Return the material word for word. Do not include the pictures.
=-=-=
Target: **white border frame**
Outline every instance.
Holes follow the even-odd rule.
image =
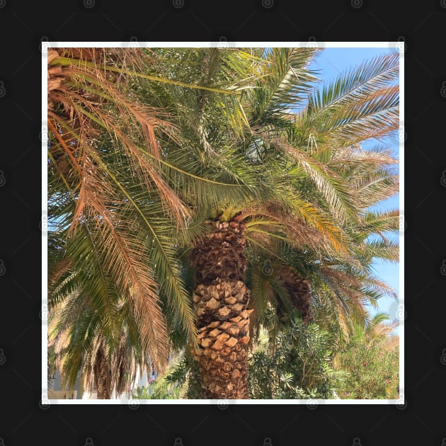
[[[322,404],[395,404],[404,408],[404,49],[405,44],[399,42],[324,42],[318,45],[315,40],[309,42],[227,42],[220,38],[219,42],[47,42],[42,41],[42,399],[41,404],[128,404],[137,408],[139,404],[217,404],[225,408],[232,404],[305,404],[309,408],[316,408]],[[48,399],[47,391],[47,55],[51,47],[316,47],[324,48],[395,48],[399,52],[399,298],[398,318],[399,319],[399,398],[397,399]]]

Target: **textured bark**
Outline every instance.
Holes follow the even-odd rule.
[[[214,222],[193,249],[198,356],[205,398],[247,399],[249,290],[244,284],[245,227]]]
[[[280,280],[287,289],[291,302],[299,311],[304,324],[312,321],[310,302],[311,299],[309,281],[299,277],[291,270],[284,271]]]
[[[103,347],[101,345],[96,354],[95,377],[98,399],[110,399],[111,372],[107,362]]]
=-=-=
Complete output:
Target: **white border frame**
Outline every instance.
Holes follow the even-odd rule.
image =
[[[322,404],[395,404],[404,408],[404,49],[405,44],[399,42],[324,42],[318,45],[315,40],[309,42],[227,42],[220,38],[219,42],[47,42],[42,41],[42,399],[41,404],[128,404],[137,408],[139,404],[217,404],[225,408],[232,404],[305,404],[309,408],[316,408]],[[48,399],[47,391],[47,55],[51,47],[316,47],[324,48],[395,48],[399,52],[399,298],[398,318],[399,319],[399,398],[397,399]]]

Target: **textured bark**
Outline every instance.
Holes follow the even-odd rule.
[[[214,222],[193,249],[198,356],[205,398],[247,399],[249,290],[244,284],[245,227]]]
[[[280,280],[287,289],[291,302],[299,311],[304,324],[312,321],[310,302],[311,299],[309,281],[299,277],[291,270],[284,271]]]
[[[103,347],[101,345],[96,354],[95,377],[98,399],[110,399],[111,372],[107,362]]]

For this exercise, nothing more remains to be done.